### Page excerpt

Thursday, February 24, 2005

Tucked away under a green sign in a small Wheaton shopping center, Value Rx of Canada LLC orders cheap prescription drugs from Canada for walk-in customers.

The storefront pharmacy-processing center helps mainly senior citizens buy up to 3,000 types of prescription drugs from Canada that are less expensive than those in the United States.

The Food and Drug Administration (FDA), which regulates U.S. prescription drugs, is trying to shut down processing centers like Value Rx, saying they violate federal law.

Dennis C. Parker, who owns the shop and knows most customers on a first-name basis, opened the center in January 2004 as a temporary solution to skyrocketing drug prices.

“I am a compassionate young senior and doing everything I can to help my fellow seniors,” he said on a recent morning at the small office, a large Canadian flag draped behind his desk.

The store is one of a few in the mid-Atlantic region and appears to be the only one in Montgomery County, although county officials would not confirm if there are other processing centers.

Still, Mr. Parker said the business “is not the answer” to providing senior citizens affordable prescription drugs long term.

######
### Data block

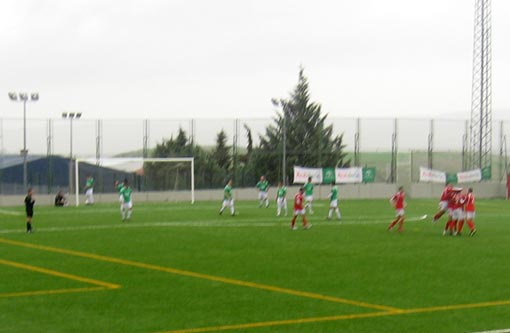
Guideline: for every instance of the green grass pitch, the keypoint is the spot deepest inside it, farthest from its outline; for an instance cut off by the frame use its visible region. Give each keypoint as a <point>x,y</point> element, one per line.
<point>183,268</point>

######

● Work task: In the article about the Wheaton storefront drug center, why is the FDA trying to shut down processing centers like Value Rx? Answer in one to three sentences.

● Solved problem: The FDA, which regulates U.S. prescription drugs, says processing centers like Value Rx violate federal law.